Consigne: Recopiez fidèlement le passage du billet sur la convergence numérique qui commence aux mots « Quelle analyse proposer » et s'achève après « de ce billet. ».

Texte source:
※

Quelle analyse proposer de ces deux axes d’évolution ? En amont d’une tentative de réponse, observons simplement que, comme nous avons déjà eu l’occasion de le repérer, le développement de ces possibilités techniques se fait sans aucune contestation forte. Autrement dit, elles vont de soi et ne méritent aucune critique. Et pourtant il serait bon de parfois s’interroger sur les effets indirects potentiels de certaines des fonctionnalités proposées. Les temps actuels portent davantage la critique sur d’autres objets que sur ceux du progrès technique. Et pourtant il ne faudrait pas oublier combien ces objets façonnent notre vie de tous les jours, du travail à la maison en passant par l’école… Comme nous le soulignions aussi la tentation de la critique des usages pourrait avoir affaiblit celle des techniques… Nous y reviendrons en fin de ce billet.

La convergence amorcée avec le numérique se trouve renforcée avec l’intégration de plus en plus forte des fonctionnalités au sein des mêmes ogjets techniques. Ce sont principalement les téléphones mobiles qui en sont les porteurs actuellement. Dans les années 80 c’était l’ordinateur qui avait eu tendance à se « déspécialiser » pour devenir un objet polyvalent et indépendant (ordinateur individuel). L’ordinateur a continué dans la même direction, les jeux vidéos et les réseaux sont principalement venus renforcer son domaine de compétences récemment. Si l’on y ajoute la téléphone en ligne, on constate que d’une certaine façon cette intégration et cette convergence sont une constante que le déploiement des ordinateurs portables confirme. Cette dernière évolution n’est pas nouvelle en 1989 nous rédigions déjà des rapports sur des portables autrement plus lourds qu’aujourd’hui (machiens à coudre IBM !!!). Mais la lente démocratisation des ordinateurs portables a permis de donner naissance à l’ordinateur à 100$ pour les plus démunis mais aussi à l’ordinateur à 300euros (Asus EeePC) pour ceux qui en auront les moyens… en attendant la réaction des constructeurs.

La téléphonie n’est pas de première jeunesse… c’est le moins que l’on puisse dire. Les talkie walkie avaient fait rêvé les enfants des années 60 (mais aussi les militaires qui utilisaient des outils bien lourd à transporter…), en tout cas communiquer à distance sans fil est un des moteurs du rêve technologique qui va, avec le téléphone portable trouver son succès. Or ce succès colossal à l’échelle planétaire ne cesse de se confirmer chaque jour. Si l’on rapproche les évolutions conjointes on trouvera le premier PDA d’Apple (Newton) en 1992 qui marque à sa manière un premier pont entre informatique et usage mobile. Si les PDA ne s’imposent pas franchement, par rapport aux ordinateurs portables, les téléphones portables eux s’imposent très rapidement, portés par un modèle économique très subtil et très efficace : les petits ruisseaux de nos communications font les grandes artères de communication (et de bénéfice) des opérateurs de téléphonie. Ainsi voit-on émerger avec les téléphone portable un mouvement confirmé de convergence numérique puis d’intégration de fonctionnalités qui ne cessent de se multiplier, allant évidemment à rejoindre progressivement les PDA qui retrouvent là une deuxième jeunesse. Et c’est alors Internet qui va faire le pont entre tous ces outils. Afin qu’il y ait continuité d’usage, acceptera-t-on qu’il y ai rupture dans les machines ? Il semble bien que non. Il faut donc s’attendre à ce que l’intégration aille le plus loin possible (cf l’excellent ouvrage du philosophe italien Maurizio Ferraris « T’es où? Ontologie du téléphone mobile, Albin Michel 2006).

※

Documents sources:
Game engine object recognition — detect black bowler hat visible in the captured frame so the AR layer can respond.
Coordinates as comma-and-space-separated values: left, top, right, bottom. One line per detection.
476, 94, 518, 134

※

Corrigé:
Quelle analyse proposer de ces deux axes d’évolution ? En amont d’une tentative de réponse, observons simplement que, comme nous avons déjà eu l’occasion de le repérer, le développement de ces possibilités techniques se fait sans aucune contestation forte. Autrement dit, elles vont de soi et ne méritent aucune critique. Et pourtant il serait bon de parfois s’interroger sur les effets indirects potentiels de certaines des fonctionnalités proposées. Les temps actuels portent davantage la critique sur d’autres objets que sur ceux du progrès technique. Et pourtant il ne faudrait pas oublier combien ces objets façonnent notre vie de tous les jours, du travail à la maison en passant par l’école… Comme nous le soulignions aussi la tentation de la critique des usages pourrait avoir affaiblit celle des techniques… Nous y reviendrons en fin de ce billet.